### SET PROBLEM
Below are some entries; can you quote all of them exactly?

[begin EXCERPTED RECORDS]

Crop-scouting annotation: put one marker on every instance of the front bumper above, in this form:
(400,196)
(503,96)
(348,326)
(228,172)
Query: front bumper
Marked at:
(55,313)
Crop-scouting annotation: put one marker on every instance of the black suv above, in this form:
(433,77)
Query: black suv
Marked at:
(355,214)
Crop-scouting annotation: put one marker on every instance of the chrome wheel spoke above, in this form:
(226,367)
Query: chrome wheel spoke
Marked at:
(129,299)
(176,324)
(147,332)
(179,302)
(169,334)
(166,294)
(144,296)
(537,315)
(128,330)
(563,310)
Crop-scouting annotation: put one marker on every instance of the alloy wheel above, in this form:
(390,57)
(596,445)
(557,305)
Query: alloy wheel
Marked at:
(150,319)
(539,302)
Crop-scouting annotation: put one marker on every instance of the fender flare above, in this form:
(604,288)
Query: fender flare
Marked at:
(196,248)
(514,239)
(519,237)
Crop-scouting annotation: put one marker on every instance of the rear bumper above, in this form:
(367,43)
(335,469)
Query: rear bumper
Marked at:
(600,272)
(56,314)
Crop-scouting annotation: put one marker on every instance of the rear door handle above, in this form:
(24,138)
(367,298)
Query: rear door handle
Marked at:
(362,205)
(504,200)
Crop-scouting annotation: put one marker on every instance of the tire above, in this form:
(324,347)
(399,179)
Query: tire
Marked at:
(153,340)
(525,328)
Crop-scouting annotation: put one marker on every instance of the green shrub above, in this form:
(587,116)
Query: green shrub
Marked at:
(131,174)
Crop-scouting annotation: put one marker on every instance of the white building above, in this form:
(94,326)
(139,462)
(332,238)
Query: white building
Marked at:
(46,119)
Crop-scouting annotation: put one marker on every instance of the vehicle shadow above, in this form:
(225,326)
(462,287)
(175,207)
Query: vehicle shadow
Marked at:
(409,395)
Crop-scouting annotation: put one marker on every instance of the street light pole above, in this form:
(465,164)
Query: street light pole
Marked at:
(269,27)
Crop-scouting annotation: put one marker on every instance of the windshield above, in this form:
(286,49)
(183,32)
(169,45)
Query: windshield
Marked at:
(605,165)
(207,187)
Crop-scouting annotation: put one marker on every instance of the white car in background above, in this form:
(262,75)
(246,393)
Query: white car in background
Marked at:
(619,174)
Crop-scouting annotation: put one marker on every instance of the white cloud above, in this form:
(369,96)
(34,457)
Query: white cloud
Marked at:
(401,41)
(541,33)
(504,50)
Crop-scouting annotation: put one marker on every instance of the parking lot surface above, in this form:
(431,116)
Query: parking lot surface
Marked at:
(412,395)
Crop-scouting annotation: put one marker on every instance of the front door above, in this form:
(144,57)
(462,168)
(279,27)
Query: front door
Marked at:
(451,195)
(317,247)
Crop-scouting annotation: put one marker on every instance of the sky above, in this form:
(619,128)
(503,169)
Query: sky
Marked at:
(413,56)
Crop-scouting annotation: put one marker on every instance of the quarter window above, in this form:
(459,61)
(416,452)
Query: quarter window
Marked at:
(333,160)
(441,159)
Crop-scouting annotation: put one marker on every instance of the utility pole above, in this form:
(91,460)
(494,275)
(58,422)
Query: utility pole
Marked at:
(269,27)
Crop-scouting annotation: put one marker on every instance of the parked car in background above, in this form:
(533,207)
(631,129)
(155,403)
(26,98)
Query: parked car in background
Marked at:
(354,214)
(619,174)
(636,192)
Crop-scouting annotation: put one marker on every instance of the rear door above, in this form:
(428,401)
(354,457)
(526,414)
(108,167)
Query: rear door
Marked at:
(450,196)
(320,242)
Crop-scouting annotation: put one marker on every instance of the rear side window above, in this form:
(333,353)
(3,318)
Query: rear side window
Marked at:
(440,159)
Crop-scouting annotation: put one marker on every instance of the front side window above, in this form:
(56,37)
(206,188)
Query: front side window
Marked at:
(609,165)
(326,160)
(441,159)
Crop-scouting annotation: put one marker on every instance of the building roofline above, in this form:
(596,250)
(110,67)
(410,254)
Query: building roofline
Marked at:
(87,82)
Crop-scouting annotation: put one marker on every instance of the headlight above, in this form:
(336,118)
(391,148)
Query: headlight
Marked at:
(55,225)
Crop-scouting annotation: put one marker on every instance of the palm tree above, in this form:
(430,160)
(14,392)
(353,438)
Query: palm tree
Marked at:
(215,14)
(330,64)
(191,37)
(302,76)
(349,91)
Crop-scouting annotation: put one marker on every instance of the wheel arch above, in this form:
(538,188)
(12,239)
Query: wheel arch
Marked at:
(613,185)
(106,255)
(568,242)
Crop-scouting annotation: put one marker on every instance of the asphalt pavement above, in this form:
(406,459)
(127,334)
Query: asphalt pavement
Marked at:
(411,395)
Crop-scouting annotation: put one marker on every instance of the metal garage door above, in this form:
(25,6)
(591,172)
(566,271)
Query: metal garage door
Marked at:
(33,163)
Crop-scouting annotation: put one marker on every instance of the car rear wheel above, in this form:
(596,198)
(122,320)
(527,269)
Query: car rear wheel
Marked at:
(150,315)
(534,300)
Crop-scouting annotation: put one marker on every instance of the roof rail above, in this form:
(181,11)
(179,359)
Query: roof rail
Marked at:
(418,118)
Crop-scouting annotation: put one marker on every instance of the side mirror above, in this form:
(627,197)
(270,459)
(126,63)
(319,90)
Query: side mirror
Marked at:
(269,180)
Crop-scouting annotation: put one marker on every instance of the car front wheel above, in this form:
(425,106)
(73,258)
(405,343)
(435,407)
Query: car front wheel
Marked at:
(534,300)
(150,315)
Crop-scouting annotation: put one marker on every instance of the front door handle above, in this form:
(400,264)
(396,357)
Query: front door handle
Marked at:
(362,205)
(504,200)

[end EXCERPTED RECORDS]

### FULL ANSWER
Crop-scouting annotation: put one marker on every instance of the front bumper above, in this form:
(400,196)
(503,96)
(348,326)
(228,172)
Query: front bumper
Marked at:
(55,313)
Crop-scouting annotation: put one marker on every instance of the black suv above, in this form:
(433,77)
Query: black suv
Marked at:
(355,214)
Crop-scouting annotation: put one marker on every instance of the chrome wheel spoke above, in this form:
(226,367)
Query: chrome wheel spoke
Marked at:
(129,299)
(176,324)
(147,332)
(179,302)
(169,334)
(166,294)
(144,296)
(537,315)
(128,330)
(563,310)
Crop-scouting annotation: put one marker on every instance of the alloy wheel above, in this form:
(390,57)
(596,445)
(557,305)
Query: alloy wheel
Marked at:
(150,319)
(539,302)
Crop-scouting annotation: put one marker on every instance of the fender flare above, in this form:
(604,288)
Query: fender flare
Marked at:
(196,248)
(514,239)
(519,237)
Crop-scouting annotation: put one marker on every instance of the rear bumper above, in this form:
(367,43)
(335,469)
Query: rear bumper
Marked at:
(600,272)
(56,314)
Crop-scouting annotation: put one marker on every instance of the rear door handle above, in this form:
(24,138)
(367,298)
Query: rear door handle
Marked at:
(362,205)
(504,200)
Crop-scouting annotation: put one marker on every instance of the tire above, in this form:
(324,347)
(399,179)
Query: tire
Marked at:
(153,340)
(525,328)
Crop-scouting annotation: put one marker on every instance of the green shrub above, in this form:
(587,116)
Query: green shrub
Marked at:
(131,174)
Crop-scouting annotation: put one marker on every instance of the white building above, in this form:
(94,326)
(139,462)
(332,238)
Query: white building
Marked at:
(46,119)
Crop-scouting annotation: put one marker on every instance of the vehicle shadow above, in this form:
(225,326)
(462,287)
(175,207)
Query: vehicle shadow
Marked at:
(409,395)
Crop-scouting annotation: put one marker on every instance of the street light pole above, in this form:
(465,164)
Query: street light pole
Marked at:
(269,27)
Crop-scouting annotation: put one marker on every instance of the windshield above, in this form:
(286,49)
(183,32)
(169,45)
Query: windshield
Marked at:
(605,165)
(207,187)
Crop-scouting annotation: put one marker on every instance of the white car in background above, in this form:
(262,75)
(246,393)
Query: white car in background
Marked at:
(619,174)
Crop-scouting annotation: put one marker on every instance of the white cloud above, in this form:
(369,96)
(34,457)
Query: white cloud
Marked at:
(401,41)
(541,33)
(504,50)
Crop-scouting annotation: put one marker on every instance of the parking lot surface above, in this form:
(431,116)
Query: parking lot surface
Marked at:
(412,395)
Crop-scouting annotation: put one marker on every instance of the front door above, in this form:
(144,57)
(462,168)
(279,27)
Query: front door
Marked at:
(451,195)
(317,247)
Crop-scouting annotation: put one marker on every instance of the sky above, in this form:
(619,128)
(503,169)
Query: sky
Marked at:
(413,56)
Crop-scouting annotation: put one marker on every instance of the quarter window above, in this form:
(459,61)
(416,452)
Query: quarter window
Marked at:
(333,160)
(441,159)
Crop-scouting annotation: put one marker on every instance of the utility pole above, in this form:
(91,460)
(494,275)
(58,422)
Query: utility pole
Marked at:
(269,27)
Crop-scouting annotation: put one marker on every instance of the parked car in background above, in this form:
(533,207)
(631,129)
(155,403)
(26,98)
Query: parked car in background
Marked at:
(354,214)
(619,174)
(636,192)
Crop-scouting annotation: put one marker on every instance of the rear door above, in this form:
(428,401)
(354,457)
(526,414)
(108,167)
Query: rear door
Marked at:
(450,196)
(320,242)
Crop-scouting annotation: put one marker on every instance of the rear side window above, in this form:
(333,353)
(3,318)
Query: rear side window
Marked at:
(440,159)
Crop-scouting annotation: put one marker on every instance of the front side window above, in this form:
(56,37)
(206,188)
Query: front side window
Marked at:
(609,165)
(326,160)
(441,159)
Crop-scouting annotation: put one marker on every instance of the building roofline above, in this form:
(596,250)
(110,67)
(410,254)
Query: building roofline
Marked at:
(87,82)
Crop-scouting annotation: put one marker on every instance of the headlight above, in this form:
(336,118)
(391,148)
Query: headlight
Marked at:
(55,225)
Crop-scouting annotation: put one marker on every instance of the palm tree above, in this form:
(430,160)
(14,392)
(353,438)
Query: palm tree
Marked at:
(215,14)
(330,64)
(191,37)
(302,76)
(349,91)
Crop-scouting annotation: put one marker on every instance of the wheel arch above, in this form:
(538,188)
(12,239)
Query: wheel arch
Marked at:
(613,185)
(106,255)
(568,242)
Crop-scouting annotation: put one marker on every instance of the asphalt pavement above, in this form:
(406,459)
(127,334)
Query: asphalt pavement
Marked at:
(411,395)
Crop-scouting annotation: put one marker on every instance of the metal garage door above, in this form:
(25,6)
(591,172)
(566,271)
Query: metal garage door
Marked at:
(33,163)
Crop-scouting annotation: put one marker on every instance of the car rear wheel above, in this form:
(596,198)
(122,320)
(527,269)
Query: car rear wheel
Marked at:
(150,315)
(534,300)
Crop-scouting annotation: put one marker on every instance of the roof rail above, in this form:
(181,11)
(179,359)
Query: roof rail
Marked at:
(418,118)
Crop-scouting annotation: put one marker on every instance of the side mirror above, in this form:
(627,197)
(270,459)
(126,63)
(319,90)
Query: side mirror
Marked at:
(269,180)
Crop-scouting annotation: put one marker on every instance of the car front wheel above, in this form:
(425,106)
(73,258)
(405,343)
(435,407)
Query: car front wheel
Marked at:
(534,300)
(150,315)
Crop-scouting annotation: put one marker on every instance of the front door handle above, in this form:
(400,264)
(396,357)
Query: front door handle
Marked at:
(362,205)
(504,200)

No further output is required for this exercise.